→ GIVEN PROBLEM: Starting at the line below that contains "Would you mind indicating the tree trunk", print each line through the end of the records exactly as it appears.

→ ROWS:
● ● ● ●

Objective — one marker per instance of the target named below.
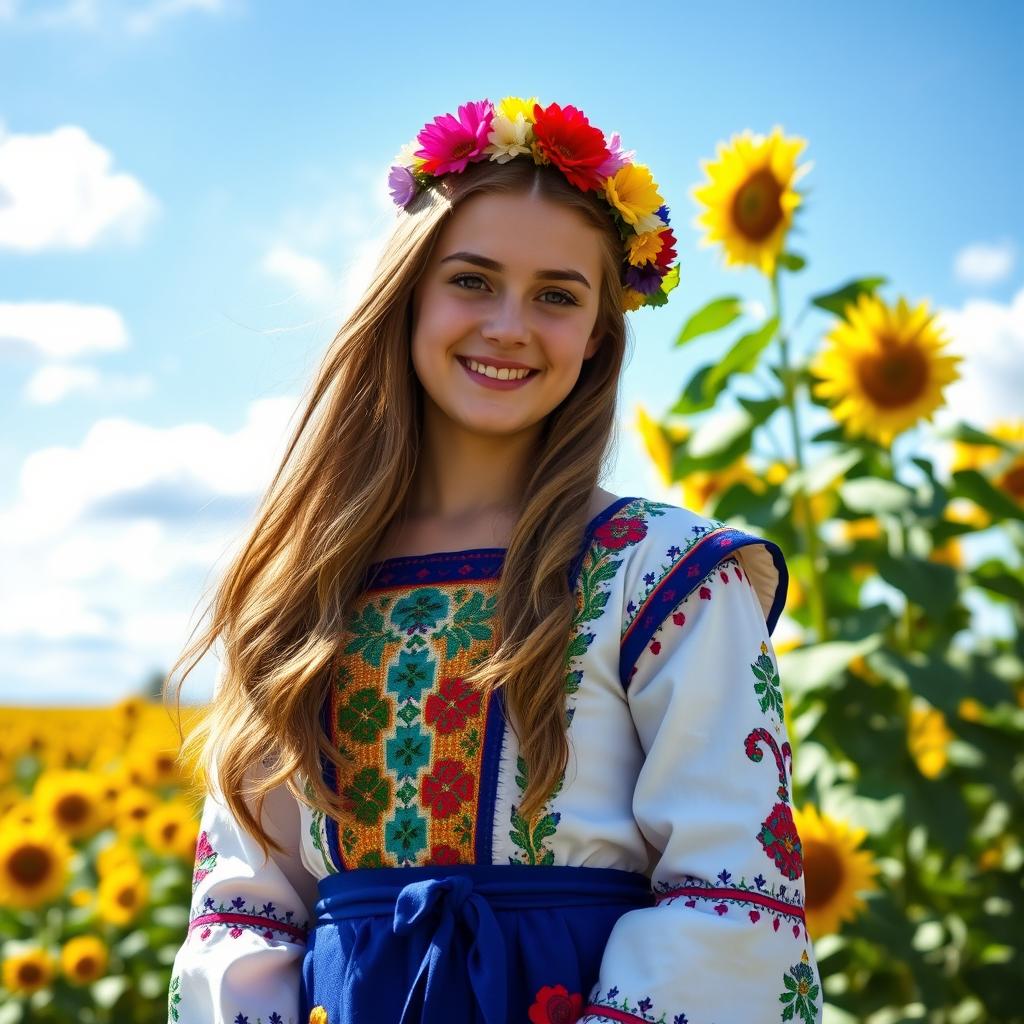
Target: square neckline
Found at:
(402, 560)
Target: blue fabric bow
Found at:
(451, 901)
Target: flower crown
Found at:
(563, 136)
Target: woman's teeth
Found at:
(502, 375)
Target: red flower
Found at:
(456, 704)
(445, 790)
(620, 532)
(441, 854)
(555, 1006)
(569, 141)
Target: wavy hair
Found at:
(280, 608)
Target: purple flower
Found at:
(401, 184)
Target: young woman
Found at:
(491, 743)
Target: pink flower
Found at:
(450, 143)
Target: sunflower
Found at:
(72, 800)
(835, 870)
(172, 828)
(83, 958)
(750, 198)
(928, 739)
(122, 894)
(28, 971)
(132, 808)
(1007, 467)
(885, 366)
(34, 864)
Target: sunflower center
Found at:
(30, 974)
(895, 377)
(1014, 480)
(72, 809)
(85, 966)
(822, 876)
(30, 864)
(756, 207)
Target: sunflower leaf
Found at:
(715, 315)
(836, 302)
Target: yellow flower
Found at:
(971, 710)
(28, 971)
(81, 896)
(928, 739)
(172, 828)
(72, 800)
(700, 487)
(34, 864)
(83, 958)
(835, 870)
(655, 441)
(885, 368)
(511, 107)
(950, 553)
(633, 192)
(632, 299)
(122, 894)
(1007, 467)
(133, 807)
(114, 855)
(148, 764)
(750, 198)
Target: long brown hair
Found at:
(280, 608)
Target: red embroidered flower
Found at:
(569, 141)
(619, 534)
(446, 787)
(453, 707)
(554, 1006)
(441, 854)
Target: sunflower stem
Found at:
(816, 591)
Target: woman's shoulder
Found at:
(674, 548)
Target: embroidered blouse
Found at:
(680, 768)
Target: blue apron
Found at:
(462, 943)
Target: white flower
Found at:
(508, 138)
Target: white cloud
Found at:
(984, 263)
(110, 549)
(57, 190)
(133, 17)
(305, 273)
(54, 383)
(61, 330)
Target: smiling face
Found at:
(480, 297)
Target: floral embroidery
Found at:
(412, 726)
(206, 859)
(723, 897)
(597, 569)
(554, 1005)
(801, 992)
(173, 998)
(240, 915)
(622, 1010)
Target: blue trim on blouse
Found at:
(683, 579)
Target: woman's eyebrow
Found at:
(492, 264)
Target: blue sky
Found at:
(193, 192)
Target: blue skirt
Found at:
(462, 943)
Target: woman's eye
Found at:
(568, 300)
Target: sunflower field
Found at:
(906, 726)
(98, 827)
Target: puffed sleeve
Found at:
(725, 941)
(242, 956)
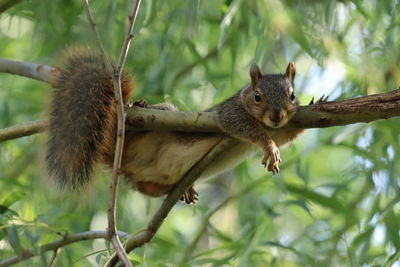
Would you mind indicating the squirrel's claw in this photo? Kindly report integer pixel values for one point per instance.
(273, 153)
(322, 99)
(191, 196)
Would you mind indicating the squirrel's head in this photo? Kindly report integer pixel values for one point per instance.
(271, 98)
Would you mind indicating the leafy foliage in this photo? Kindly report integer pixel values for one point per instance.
(335, 202)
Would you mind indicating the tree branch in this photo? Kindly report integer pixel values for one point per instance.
(116, 77)
(66, 240)
(327, 114)
(35, 71)
(23, 129)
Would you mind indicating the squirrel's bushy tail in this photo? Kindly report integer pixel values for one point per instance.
(82, 119)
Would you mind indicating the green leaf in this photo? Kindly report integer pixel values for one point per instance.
(13, 239)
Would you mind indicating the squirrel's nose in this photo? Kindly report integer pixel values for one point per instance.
(276, 116)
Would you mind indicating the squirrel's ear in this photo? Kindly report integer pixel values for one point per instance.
(255, 74)
(291, 71)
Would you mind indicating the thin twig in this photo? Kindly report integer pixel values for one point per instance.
(112, 227)
(116, 77)
(56, 252)
(35, 71)
(169, 202)
(189, 249)
(66, 240)
(8, 4)
(23, 129)
(100, 45)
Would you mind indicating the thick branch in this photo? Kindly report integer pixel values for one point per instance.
(66, 240)
(335, 113)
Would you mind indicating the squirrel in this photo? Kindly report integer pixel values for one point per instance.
(82, 129)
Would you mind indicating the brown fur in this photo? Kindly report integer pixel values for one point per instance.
(82, 119)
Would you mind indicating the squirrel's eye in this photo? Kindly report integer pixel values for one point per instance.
(257, 97)
(292, 96)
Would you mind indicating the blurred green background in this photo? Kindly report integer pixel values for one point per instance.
(335, 201)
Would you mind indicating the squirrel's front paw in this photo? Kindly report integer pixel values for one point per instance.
(273, 153)
(140, 103)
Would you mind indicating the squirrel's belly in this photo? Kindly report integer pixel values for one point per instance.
(230, 158)
(162, 157)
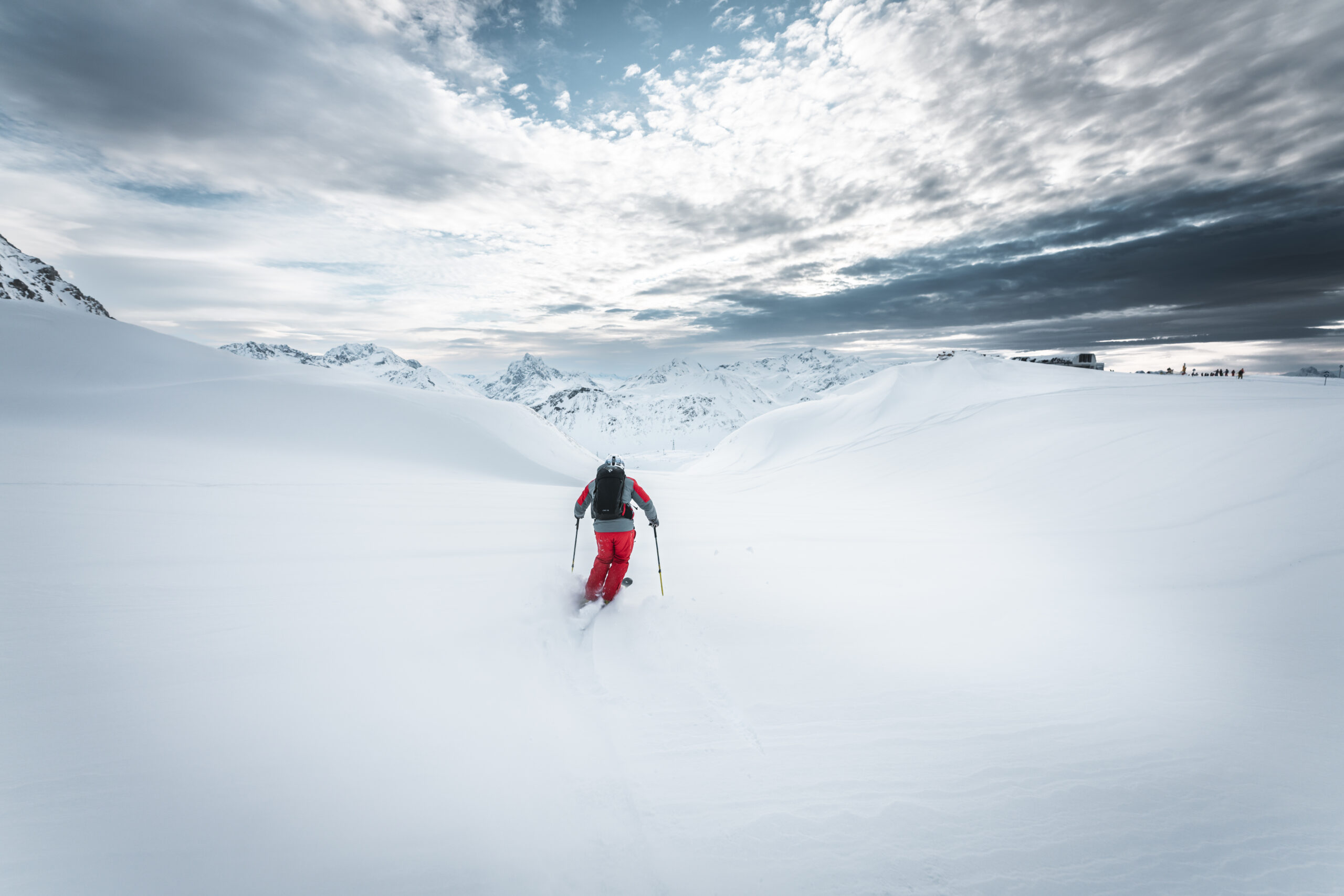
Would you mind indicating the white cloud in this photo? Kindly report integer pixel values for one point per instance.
(866, 132)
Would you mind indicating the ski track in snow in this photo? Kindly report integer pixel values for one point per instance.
(964, 626)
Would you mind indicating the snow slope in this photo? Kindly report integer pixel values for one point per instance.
(27, 279)
(363, 359)
(963, 628)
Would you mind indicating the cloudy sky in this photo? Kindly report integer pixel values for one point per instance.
(612, 184)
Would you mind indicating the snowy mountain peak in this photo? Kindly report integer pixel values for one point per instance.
(531, 381)
(369, 359)
(25, 277)
(804, 375)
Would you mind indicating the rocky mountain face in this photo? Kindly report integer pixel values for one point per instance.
(362, 359)
(25, 277)
(680, 405)
(531, 381)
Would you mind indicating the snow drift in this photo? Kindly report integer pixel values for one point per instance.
(965, 626)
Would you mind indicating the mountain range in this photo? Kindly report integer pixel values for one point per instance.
(363, 359)
(678, 406)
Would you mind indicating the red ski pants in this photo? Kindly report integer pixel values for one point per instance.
(613, 559)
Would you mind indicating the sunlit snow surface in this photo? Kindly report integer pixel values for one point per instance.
(968, 626)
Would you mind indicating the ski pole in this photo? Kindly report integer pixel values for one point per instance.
(660, 559)
(574, 556)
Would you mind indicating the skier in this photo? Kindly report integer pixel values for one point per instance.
(613, 524)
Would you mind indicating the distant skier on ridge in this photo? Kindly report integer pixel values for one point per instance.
(611, 493)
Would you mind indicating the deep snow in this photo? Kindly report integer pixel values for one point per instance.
(965, 626)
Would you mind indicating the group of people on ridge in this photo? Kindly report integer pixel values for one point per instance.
(1221, 371)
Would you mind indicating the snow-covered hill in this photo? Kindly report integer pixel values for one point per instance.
(964, 626)
(680, 405)
(363, 359)
(25, 277)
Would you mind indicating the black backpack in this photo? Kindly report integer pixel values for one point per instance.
(608, 489)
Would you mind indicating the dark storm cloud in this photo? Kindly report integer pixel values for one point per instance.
(1249, 263)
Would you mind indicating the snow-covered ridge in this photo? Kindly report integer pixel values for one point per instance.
(682, 404)
(362, 358)
(26, 277)
(531, 381)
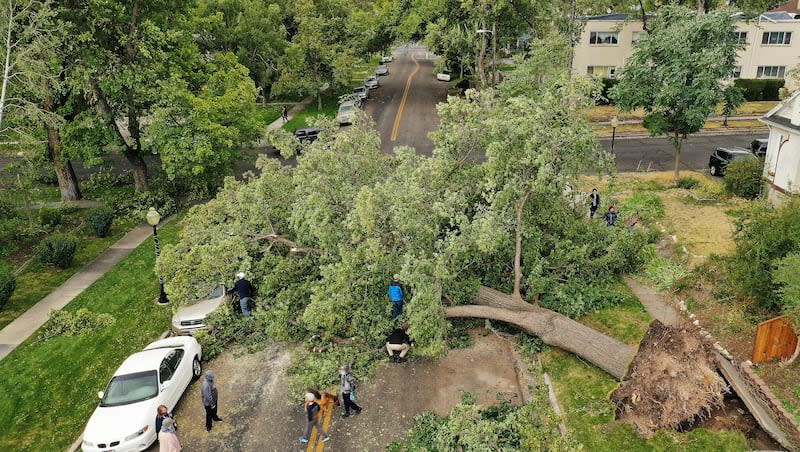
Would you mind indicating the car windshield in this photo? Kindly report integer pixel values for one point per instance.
(130, 388)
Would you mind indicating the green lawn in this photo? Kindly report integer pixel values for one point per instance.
(50, 388)
(583, 391)
(38, 280)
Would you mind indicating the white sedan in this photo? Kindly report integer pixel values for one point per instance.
(158, 375)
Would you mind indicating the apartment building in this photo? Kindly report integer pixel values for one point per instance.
(772, 43)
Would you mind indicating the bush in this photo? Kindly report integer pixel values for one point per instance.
(743, 178)
(687, 183)
(7, 285)
(760, 89)
(100, 219)
(57, 250)
(50, 218)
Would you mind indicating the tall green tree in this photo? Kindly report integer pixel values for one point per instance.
(676, 71)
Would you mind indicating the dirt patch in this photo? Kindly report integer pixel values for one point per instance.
(672, 381)
(259, 414)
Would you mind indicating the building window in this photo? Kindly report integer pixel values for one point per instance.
(770, 71)
(604, 38)
(740, 37)
(776, 38)
(602, 71)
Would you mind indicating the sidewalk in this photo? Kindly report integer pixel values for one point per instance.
(25, 325)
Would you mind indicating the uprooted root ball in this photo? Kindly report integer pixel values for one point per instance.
(671, 381)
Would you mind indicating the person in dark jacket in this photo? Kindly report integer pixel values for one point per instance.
(398, 341)
(245, 291)
(594, 202)
(347, 388)
(210, 399)
(397, 295)
(312, 416)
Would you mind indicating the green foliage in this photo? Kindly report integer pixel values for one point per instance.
(648, 206)
(743, 178)
(100, 219)
(50, 218)
(7, 285)
(73, 323)
(503, 427)
(57, 250)
(764, 236)
(687, 183)
(759, 89)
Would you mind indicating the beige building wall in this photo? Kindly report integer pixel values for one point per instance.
(591, 56)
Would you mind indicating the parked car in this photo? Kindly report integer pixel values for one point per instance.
(190, 318)
(759, 147)
(361, 92)
(346, 112)
(721, 157)
(307, 134)
(371, 82)
(125, 418)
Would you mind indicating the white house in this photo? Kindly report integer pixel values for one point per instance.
(782, 162)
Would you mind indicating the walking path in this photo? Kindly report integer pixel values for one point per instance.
(25, 325)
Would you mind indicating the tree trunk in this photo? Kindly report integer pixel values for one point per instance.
(553, 328)
(518, 247)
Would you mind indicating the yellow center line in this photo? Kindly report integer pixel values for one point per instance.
(402, 106)
(326, 414)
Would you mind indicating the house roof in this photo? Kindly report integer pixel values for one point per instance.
(781, 115)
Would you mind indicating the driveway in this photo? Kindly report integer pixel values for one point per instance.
(260, 415)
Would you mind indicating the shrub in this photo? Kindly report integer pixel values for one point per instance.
(687, 183)
(7, 285)
(100, 219)
(743, 178)
(68, 323)
(57, 250)
(50, 218)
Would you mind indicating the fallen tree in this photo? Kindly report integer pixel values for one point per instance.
(553, 328)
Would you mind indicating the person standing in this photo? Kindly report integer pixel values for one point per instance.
(347, 387)
(312, 416)
(398, 341)
(594, 202)
(397, 295)
(210, 399)
(245, 291)
(168, 436)
(611, 215)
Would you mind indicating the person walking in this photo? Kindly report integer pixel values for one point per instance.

● ● ● ●

→ SOLUTION BELOW:
Would you mind indicating the tree trunk in this photo? Kindly report integer pixel values for one point per instance.
(553, 328)
(518, 247)
Would you mind indicating the yellow center line in this photo? Kindly report integer pixel values for one point per instance.
(402, 106)
(326, 414)
Would you mind indicating the house roof in this photo? Kindly report integer pixel values for one point per instance.
(781, 115)
Would you mind indicating the driveway in this photo? Kindly report integer pixel values for one point per instance.
(260, 415)
Would you mind indicating the shrub in this photo? Kindly report integer pixel values for one point per instance.
(687, 183)
(7, 285)
(100, 219)
(743, 178)
(68, 323)
(57, 250)
(50, 218)
Would you mind indicating the fallen tree in this photo? Kindly report integer pixel values for one point per instance.
(553, 328)
Would you mind indicating the person standing in this photo? Kindly report integer pixel values for one point per instance.
(347, 387)
(312, 416)
(398, 341)
(594, 202)
(397, 295)
(210, 399)
(245, 291)
(168, 436)
(611, 215)
Would you mind indicating the person walking in this photo? Kindly report integer pixel values for one point per instance.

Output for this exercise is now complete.